> _Work instructions_:
Reproduce every line of the records below, scaling only the point coordinates in the answers by 0.55 and rounding each result to the nearest whole number, with halves rounded up. Omit the pictures from your reply.

※ ※ ※

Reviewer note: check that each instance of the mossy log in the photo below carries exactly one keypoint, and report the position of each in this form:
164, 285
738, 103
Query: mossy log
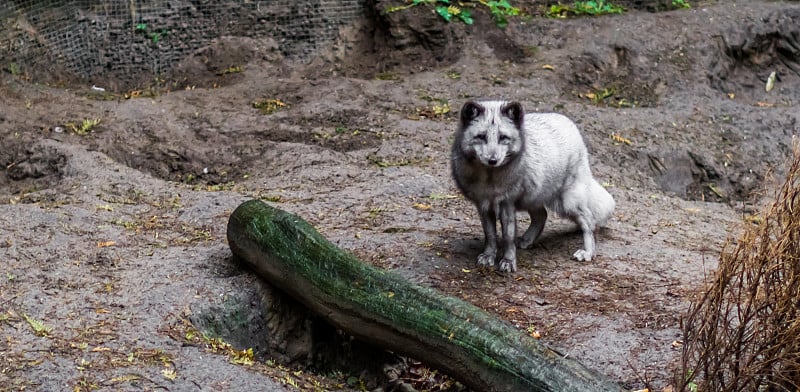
382, 308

※ ※ ※

> _Result of this task_:
Reviewer note: check that each instance of the mossy log in the photo below carries exactly one keypoint, and report the position of each in this form:
164, 285
738, 103
Query: mossy log
210, 169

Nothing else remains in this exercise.